EXERCISE: Can you give the items below again with every "planter" switched to "flowerpot" and nothing else changed, leaving the pictures out of your reply?
··········
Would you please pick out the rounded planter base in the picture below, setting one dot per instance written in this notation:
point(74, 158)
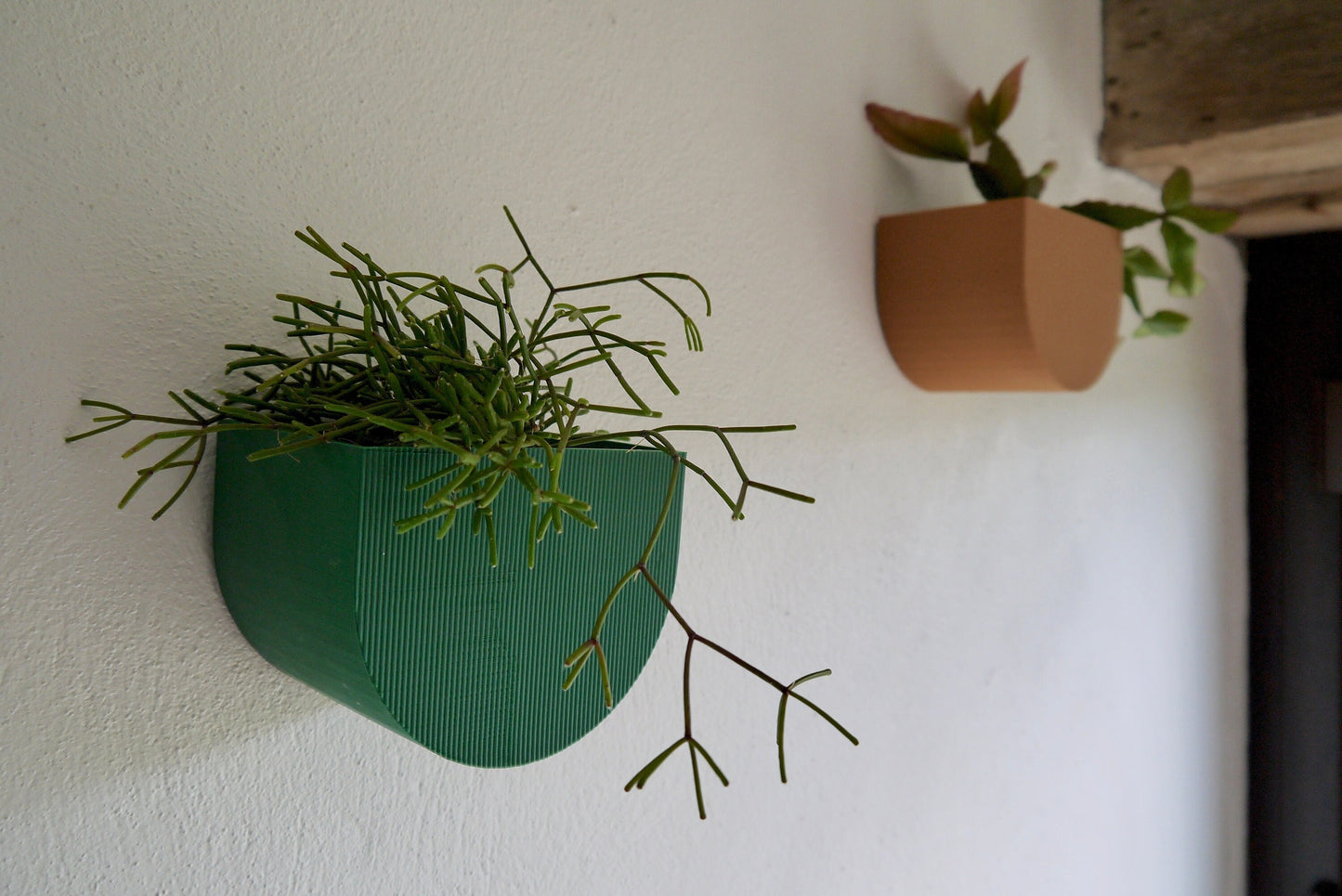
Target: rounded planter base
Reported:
point(419, 633)
point(1010, 295)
··········
RESPONSE TO THE TASK:
Would you please pick out the rounded flowerpot base in the picture below, setting one dot per instance written in this notation:
point(74, 158)
Target: rounded flowerpot base
Reported:
point(419, 633)
point(1010, 295)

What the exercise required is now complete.